▶ [Задание]: Можете дословно продублировать из отрывка о Москве у Толстого часть, которая открывается словами с «Два обрывка из» и заканчивается на «к звездному небу.»?

▶ [Отрывок]:
Читаем Протяжение точки полностью

И даже тут Толстой не осмеливается прямо взглянуть на Москву: он смотрит на нее глазами Ростова и видит только то, что знакомо Ростову. Отбитую штукатурку и тротуарный столб. Как будто внешность Москвы заколдована и на нее нельзя смотреть прямо — только «через зеркало», глазами героя.

И вторая «находка», не менее первой показательная: мы в самом конце «мирной» половины книги, читаем последний абзац последней главы [44], в которой Пьер Безухов навещает Наташу Ростову, только приходящую в себя после разрыва с князем Андреем. Пьер успокаивает ее, прощается, выходит на морозный воздух (мороз невидим, зато сказано, что в нем десять градусов), садится в сани и направляется домой. И вдруг опять, во второй раз с начала романа, является видимая Москва. Над грязными, полутемными переулками, над черными крышами стояло темное, звездное небо.

Все, дальше только про небо и комету!

Два обрывка из двух проходных фраз: это все, что упомянуто о видимой Москве. И каких обрывка! Карниз с отбитой штукатуркой, крыльцо, тротуарный столб, грязные полутемные переулки и черные крыши. Все, более ни слова. Десять слов на восьмистах страницах! При этом в первом случае Толстой прячется за Ростова, смотрит его глазами, во второй раз, только зацепив взглядом черные крыши, тут же поднимает взор (Пьера) к звездному небу.

▶ [Предоставленный материал]:
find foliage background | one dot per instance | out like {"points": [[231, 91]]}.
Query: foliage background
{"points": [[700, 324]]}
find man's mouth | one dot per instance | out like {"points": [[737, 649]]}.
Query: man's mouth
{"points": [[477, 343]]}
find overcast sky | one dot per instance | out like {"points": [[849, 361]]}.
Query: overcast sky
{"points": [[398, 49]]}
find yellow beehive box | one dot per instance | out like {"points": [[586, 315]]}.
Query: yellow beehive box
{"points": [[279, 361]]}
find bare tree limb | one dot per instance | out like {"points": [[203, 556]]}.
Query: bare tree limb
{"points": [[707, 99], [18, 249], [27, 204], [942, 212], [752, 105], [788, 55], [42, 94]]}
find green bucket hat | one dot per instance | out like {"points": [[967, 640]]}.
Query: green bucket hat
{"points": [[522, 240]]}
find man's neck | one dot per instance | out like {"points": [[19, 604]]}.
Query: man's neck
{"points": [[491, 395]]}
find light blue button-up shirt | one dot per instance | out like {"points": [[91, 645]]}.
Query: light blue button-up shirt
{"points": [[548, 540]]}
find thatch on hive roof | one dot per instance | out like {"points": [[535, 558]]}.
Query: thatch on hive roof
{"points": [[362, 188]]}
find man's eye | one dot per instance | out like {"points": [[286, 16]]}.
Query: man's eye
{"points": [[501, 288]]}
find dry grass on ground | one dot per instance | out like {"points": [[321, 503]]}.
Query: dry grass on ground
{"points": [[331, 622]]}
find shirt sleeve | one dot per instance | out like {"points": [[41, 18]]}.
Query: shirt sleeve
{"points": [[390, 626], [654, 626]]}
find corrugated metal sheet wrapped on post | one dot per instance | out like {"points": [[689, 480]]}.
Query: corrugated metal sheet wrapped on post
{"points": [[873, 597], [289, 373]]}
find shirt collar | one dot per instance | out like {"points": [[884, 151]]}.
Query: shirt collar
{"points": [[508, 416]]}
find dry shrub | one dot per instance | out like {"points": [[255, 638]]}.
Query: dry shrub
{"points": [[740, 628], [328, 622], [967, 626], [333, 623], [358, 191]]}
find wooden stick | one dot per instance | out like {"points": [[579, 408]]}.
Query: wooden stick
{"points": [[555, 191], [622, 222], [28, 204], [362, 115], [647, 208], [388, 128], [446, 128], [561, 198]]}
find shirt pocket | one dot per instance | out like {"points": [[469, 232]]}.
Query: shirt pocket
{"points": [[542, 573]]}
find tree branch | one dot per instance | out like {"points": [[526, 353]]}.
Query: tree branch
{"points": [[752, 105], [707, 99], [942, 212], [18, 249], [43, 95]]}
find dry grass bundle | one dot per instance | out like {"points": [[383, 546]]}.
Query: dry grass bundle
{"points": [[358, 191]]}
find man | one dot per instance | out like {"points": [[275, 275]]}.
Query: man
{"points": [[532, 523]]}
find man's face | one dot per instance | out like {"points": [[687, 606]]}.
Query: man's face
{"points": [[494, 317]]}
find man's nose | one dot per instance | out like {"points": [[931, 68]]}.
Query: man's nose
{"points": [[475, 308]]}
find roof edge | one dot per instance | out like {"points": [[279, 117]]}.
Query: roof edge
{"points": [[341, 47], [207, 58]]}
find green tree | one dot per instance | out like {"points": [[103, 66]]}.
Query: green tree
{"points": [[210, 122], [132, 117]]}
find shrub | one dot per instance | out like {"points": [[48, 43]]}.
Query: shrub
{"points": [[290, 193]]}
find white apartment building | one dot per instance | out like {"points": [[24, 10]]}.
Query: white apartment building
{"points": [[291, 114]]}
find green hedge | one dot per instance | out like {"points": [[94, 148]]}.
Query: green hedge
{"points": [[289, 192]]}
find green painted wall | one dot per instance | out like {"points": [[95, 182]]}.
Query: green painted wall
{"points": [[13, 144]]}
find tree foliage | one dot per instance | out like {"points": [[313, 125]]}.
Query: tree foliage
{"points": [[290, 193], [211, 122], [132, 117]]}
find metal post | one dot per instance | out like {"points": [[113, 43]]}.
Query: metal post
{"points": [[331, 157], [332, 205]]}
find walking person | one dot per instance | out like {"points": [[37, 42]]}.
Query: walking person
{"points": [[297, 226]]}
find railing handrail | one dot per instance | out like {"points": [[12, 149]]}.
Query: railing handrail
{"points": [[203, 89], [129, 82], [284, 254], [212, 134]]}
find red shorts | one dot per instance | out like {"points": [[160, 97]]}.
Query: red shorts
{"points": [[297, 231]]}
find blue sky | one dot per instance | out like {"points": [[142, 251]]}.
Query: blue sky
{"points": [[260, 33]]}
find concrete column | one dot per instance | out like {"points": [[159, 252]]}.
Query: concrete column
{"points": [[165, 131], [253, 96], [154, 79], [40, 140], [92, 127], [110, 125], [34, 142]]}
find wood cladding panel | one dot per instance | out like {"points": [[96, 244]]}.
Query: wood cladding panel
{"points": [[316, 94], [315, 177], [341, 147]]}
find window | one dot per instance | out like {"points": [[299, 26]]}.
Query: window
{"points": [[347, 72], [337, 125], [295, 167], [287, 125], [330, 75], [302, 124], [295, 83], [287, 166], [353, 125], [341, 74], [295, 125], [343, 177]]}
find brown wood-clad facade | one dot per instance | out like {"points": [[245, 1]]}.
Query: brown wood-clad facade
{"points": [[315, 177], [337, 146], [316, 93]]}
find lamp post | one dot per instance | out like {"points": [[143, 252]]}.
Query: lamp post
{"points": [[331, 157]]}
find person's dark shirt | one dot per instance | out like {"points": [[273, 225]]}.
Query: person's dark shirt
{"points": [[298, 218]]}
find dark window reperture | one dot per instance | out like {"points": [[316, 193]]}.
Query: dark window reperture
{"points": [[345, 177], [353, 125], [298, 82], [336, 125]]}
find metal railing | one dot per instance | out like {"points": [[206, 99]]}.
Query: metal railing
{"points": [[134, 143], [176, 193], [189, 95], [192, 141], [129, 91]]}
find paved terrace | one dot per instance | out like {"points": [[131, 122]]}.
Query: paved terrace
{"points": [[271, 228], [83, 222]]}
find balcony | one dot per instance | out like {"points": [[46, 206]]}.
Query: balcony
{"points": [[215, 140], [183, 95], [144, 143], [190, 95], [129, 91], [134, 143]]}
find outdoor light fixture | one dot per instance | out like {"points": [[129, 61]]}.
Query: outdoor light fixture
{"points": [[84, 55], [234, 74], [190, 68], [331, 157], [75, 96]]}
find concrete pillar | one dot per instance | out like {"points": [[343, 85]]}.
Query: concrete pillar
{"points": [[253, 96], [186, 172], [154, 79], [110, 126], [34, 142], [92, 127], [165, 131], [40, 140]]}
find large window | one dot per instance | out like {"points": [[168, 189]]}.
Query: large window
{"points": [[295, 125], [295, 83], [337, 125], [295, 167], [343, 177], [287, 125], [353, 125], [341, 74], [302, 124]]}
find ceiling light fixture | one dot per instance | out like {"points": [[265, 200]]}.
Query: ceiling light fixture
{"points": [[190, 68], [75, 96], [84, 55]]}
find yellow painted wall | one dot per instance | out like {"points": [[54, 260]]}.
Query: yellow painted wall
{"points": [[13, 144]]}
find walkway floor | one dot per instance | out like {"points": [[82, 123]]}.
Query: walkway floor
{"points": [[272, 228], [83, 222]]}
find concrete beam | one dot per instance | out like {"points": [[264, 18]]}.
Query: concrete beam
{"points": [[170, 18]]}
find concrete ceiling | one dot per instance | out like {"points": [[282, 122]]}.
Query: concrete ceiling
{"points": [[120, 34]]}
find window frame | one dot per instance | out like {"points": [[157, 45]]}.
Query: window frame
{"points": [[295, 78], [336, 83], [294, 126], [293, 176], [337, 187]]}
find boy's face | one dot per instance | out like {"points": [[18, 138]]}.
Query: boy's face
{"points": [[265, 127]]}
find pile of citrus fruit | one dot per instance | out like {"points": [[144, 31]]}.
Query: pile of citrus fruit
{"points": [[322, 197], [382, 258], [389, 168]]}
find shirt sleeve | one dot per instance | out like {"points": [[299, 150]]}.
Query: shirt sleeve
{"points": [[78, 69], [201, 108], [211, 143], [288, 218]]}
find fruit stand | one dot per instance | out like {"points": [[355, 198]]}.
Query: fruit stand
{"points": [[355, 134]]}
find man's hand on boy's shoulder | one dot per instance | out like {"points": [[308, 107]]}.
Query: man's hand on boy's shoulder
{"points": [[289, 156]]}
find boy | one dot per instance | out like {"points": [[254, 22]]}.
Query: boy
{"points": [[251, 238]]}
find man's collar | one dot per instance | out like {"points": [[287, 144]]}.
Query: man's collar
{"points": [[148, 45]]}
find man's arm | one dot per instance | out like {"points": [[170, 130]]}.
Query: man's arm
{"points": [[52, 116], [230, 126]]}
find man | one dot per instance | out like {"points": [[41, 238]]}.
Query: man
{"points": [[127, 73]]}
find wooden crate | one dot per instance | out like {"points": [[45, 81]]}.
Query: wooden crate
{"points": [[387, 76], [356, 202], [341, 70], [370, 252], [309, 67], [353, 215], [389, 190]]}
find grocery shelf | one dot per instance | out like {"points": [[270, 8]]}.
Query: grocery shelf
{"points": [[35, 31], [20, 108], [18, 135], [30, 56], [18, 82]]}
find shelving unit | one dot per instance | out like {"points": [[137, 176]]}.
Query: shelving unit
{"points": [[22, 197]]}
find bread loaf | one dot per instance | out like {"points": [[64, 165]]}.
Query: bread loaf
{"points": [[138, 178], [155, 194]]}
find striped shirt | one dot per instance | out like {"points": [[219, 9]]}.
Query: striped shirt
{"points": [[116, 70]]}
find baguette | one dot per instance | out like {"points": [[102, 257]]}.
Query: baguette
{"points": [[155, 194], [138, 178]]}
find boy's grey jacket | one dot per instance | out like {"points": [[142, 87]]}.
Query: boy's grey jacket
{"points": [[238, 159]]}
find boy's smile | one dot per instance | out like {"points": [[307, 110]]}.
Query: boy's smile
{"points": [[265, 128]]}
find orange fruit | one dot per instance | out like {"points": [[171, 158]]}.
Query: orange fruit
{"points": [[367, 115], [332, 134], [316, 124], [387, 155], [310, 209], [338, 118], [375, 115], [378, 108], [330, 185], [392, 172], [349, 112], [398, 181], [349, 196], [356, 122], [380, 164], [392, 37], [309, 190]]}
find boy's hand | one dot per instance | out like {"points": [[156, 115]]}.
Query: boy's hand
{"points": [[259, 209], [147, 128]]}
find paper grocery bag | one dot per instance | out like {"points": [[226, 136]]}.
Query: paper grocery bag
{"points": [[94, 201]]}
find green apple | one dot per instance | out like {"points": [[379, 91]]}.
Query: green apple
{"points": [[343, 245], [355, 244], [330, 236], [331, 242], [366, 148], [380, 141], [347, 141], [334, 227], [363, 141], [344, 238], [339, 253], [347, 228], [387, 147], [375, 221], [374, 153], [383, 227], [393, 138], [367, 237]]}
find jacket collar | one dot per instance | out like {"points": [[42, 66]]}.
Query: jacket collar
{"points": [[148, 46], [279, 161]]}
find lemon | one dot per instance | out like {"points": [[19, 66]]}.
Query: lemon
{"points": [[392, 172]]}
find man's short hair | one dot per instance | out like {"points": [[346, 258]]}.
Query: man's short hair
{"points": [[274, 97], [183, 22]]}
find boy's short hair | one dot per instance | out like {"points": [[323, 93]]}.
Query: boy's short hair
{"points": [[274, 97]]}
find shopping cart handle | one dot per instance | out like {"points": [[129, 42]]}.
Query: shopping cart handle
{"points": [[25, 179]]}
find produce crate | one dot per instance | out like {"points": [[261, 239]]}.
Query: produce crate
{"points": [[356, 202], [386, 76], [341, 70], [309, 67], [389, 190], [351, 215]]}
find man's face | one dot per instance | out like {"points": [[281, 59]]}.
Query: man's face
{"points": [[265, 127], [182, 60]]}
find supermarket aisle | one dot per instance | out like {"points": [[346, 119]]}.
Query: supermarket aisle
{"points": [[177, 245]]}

▶ [Решение задания]:
Два обрывка из двух проходных фраз: это все, что упомянуто о видимой Москве. И каких обрывка! Карниз с отбитой штукатуркой, крыльцо, тротуарный столб, грязные полутемные переулки и черные крыши. Все, более ни слова. Десять слов на восьмистах страницах! При этом в первом случае Толстой прячется за Ростова, смотрит его глазами, во второй раз, только зацепив взглядом черные крыши, тут же поднимает взор (Пьера) к звездному небу.